* Records for the task:
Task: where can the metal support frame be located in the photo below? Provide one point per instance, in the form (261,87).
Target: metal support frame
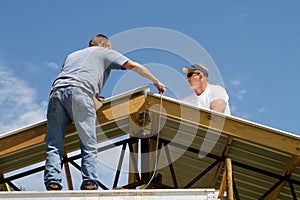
(143,179)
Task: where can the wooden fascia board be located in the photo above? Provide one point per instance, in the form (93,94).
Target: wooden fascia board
(230,126)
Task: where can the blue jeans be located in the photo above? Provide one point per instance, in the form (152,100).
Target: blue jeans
(67,105)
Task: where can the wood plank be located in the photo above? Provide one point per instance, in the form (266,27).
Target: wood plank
(228,125)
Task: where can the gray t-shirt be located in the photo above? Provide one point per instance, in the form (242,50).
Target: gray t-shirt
(89,68)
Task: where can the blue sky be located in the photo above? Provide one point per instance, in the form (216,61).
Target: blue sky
(254,44)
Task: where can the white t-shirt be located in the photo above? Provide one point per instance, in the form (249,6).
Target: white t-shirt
(210,94)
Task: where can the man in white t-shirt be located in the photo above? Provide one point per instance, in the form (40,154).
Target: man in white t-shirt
(205,95)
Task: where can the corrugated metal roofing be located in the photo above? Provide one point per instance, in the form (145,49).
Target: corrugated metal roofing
(265,160)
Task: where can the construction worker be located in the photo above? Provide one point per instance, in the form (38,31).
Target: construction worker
(205,95)
(82,78)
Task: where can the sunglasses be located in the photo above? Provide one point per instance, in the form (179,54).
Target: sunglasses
(189,75)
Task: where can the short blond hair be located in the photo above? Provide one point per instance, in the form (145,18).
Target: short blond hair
(100,40)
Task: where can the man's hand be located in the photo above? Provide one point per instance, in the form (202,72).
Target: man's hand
(161,88)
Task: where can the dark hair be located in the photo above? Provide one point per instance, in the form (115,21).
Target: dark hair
(100,40)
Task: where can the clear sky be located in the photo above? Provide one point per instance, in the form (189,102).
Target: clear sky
(254,44)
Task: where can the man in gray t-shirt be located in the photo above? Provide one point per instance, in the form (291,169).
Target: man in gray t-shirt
(82,78)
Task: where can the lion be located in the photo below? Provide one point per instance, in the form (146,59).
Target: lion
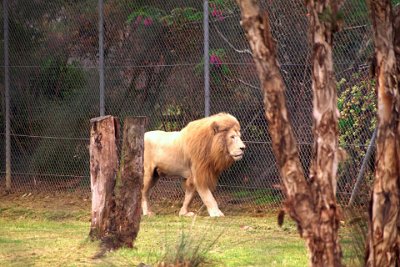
(198,153)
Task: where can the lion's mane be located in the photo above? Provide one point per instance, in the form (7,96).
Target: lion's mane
(204,144)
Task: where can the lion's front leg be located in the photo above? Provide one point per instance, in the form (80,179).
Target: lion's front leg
(189,194)
(209,200)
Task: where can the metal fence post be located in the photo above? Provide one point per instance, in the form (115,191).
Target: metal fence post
(206,61)
(7,96)
(101,57)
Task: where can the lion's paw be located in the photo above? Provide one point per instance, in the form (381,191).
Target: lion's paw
(187,214)
(215,213)
(149,214)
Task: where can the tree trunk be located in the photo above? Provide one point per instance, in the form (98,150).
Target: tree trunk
(312,206)
(128,209)
(103,169)
(323,22)
(383,234)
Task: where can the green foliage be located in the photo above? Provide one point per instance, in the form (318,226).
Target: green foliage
(218,69)
(145,12)
(357,106)
(58,79)
(177,17)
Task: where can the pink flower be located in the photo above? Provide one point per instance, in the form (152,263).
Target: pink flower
(148,21)
(215,60)
(218,14)
(138,19)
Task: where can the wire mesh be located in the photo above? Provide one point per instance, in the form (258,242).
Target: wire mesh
(154,67)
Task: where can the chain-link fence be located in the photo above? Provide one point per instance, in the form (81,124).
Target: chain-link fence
(154,67)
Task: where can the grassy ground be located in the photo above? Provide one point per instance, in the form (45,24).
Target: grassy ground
(48,231)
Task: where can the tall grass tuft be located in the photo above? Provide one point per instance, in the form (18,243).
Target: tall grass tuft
(191,248)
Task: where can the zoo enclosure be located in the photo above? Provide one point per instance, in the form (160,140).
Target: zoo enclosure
(154,66)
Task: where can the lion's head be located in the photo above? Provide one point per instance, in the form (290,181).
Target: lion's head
(213,144)
(229,138)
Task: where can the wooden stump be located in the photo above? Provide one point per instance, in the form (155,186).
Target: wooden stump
(116,199)
(128,210)
(103,169)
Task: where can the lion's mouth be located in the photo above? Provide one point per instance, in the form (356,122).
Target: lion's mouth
(237,156)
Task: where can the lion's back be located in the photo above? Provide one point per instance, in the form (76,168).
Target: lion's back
(163,150)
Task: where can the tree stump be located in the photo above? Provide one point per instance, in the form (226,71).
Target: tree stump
(129,188)
(103,169)
(116,197)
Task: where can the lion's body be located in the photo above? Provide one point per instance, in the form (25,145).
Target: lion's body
(199,153)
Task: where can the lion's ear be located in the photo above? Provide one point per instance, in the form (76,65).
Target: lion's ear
(215,127)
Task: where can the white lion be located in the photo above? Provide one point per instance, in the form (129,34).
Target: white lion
(198,153)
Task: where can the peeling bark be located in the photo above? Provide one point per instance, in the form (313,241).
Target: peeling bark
(383,243)
(312,205)
(323,21)
(103,170)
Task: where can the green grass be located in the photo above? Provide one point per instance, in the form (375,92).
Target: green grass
(259,196)
(32,236)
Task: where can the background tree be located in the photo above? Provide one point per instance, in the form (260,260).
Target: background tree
(383,237)
(312,204)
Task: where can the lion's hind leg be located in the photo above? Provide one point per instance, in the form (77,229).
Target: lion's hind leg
(150,178)
(190,190)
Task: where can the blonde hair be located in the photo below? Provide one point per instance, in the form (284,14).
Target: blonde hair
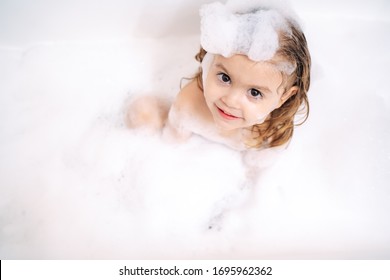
(279,127)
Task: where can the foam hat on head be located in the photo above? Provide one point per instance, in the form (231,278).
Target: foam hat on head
(242,27)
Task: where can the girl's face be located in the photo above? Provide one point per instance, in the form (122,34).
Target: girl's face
(241,93)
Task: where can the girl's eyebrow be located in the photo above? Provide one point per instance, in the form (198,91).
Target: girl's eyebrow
(263,89)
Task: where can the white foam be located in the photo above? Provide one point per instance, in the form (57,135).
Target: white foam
(75,183)
(243,27)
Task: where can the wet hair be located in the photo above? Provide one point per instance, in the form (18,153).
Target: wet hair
(278,128)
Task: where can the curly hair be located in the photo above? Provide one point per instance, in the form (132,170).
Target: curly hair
(279,127)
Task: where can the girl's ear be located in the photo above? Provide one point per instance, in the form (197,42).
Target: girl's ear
(287,94)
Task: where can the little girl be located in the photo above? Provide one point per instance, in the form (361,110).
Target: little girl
(254,78)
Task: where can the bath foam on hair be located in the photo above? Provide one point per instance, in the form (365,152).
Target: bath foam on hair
(244,27)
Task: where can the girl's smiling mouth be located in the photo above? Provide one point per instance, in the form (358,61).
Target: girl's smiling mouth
(226,115)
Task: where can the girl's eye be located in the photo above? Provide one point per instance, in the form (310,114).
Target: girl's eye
(255,93)
(224,78)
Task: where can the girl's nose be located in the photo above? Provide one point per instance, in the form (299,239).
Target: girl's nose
(232,99)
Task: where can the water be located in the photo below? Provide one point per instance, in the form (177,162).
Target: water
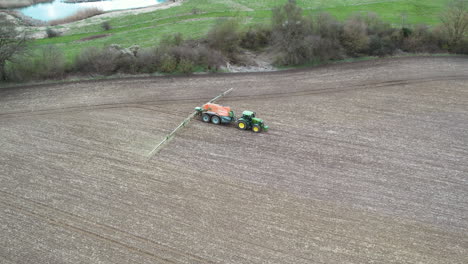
(58,9)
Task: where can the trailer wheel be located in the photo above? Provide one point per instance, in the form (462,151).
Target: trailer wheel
(242,125)
(216,120)
(256,129)
(206,118)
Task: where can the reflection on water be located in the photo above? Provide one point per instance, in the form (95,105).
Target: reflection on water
(58,9)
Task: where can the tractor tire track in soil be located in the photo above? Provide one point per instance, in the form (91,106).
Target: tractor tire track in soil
(365,163)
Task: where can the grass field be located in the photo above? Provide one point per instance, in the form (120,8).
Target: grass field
(148,28)
(364,162)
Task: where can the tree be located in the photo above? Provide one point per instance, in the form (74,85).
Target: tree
(12,43)
(455,22)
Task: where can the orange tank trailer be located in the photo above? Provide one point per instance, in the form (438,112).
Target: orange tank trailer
(218,109)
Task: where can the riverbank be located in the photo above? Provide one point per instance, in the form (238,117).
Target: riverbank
(21,3)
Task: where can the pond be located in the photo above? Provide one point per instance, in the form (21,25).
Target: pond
(58,9)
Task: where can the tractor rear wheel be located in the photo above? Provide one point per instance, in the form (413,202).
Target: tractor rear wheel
(256,129)
(242,125)
(216,120)
(206,118)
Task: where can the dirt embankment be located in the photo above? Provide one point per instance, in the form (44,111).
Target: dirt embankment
(20,3)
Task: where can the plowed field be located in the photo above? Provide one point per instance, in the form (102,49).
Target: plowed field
(365,162)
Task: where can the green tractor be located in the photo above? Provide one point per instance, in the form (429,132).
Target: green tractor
(249,121)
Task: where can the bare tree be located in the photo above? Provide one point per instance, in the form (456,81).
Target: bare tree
(12,43)
(455,21)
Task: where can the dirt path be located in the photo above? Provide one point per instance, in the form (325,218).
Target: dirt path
(365,163)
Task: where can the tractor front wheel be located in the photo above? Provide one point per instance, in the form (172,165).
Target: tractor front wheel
(206,118)
(216,120)
(242,125)
(256,129)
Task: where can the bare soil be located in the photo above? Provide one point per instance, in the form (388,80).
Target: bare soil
(365,162)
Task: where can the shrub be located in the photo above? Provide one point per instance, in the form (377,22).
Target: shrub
(80,15)
(256,37)
(106,26)
(168,64)
(455,23)
(47,63)
(290,30)
(210,59)
(196,11)
(171,40)
(148,60)
(94,60)
(225,37)
(422,40)
(51,33)
(381,46)
(186,66)
(355,39)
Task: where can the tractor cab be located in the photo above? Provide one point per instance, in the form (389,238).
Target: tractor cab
(249,121)
(248,115)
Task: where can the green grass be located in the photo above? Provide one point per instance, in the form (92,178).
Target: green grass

* Your instructions:
Read through the entries, then copy every line where the string "below" is found.

* Written answer:
Task: where can the metal support frame be located in the photo below? Provide one point per instance, in the form (261,87).
Task: where can the lion be located in the photo below? Provide one point per instance, in the form (146,59).
Task: where can the blonde hair be located in the photo below? Provide one point per instance, in the form (284,14).
Task: where can the water be located in the photo below? Provide one point per instance, in the form (177,162).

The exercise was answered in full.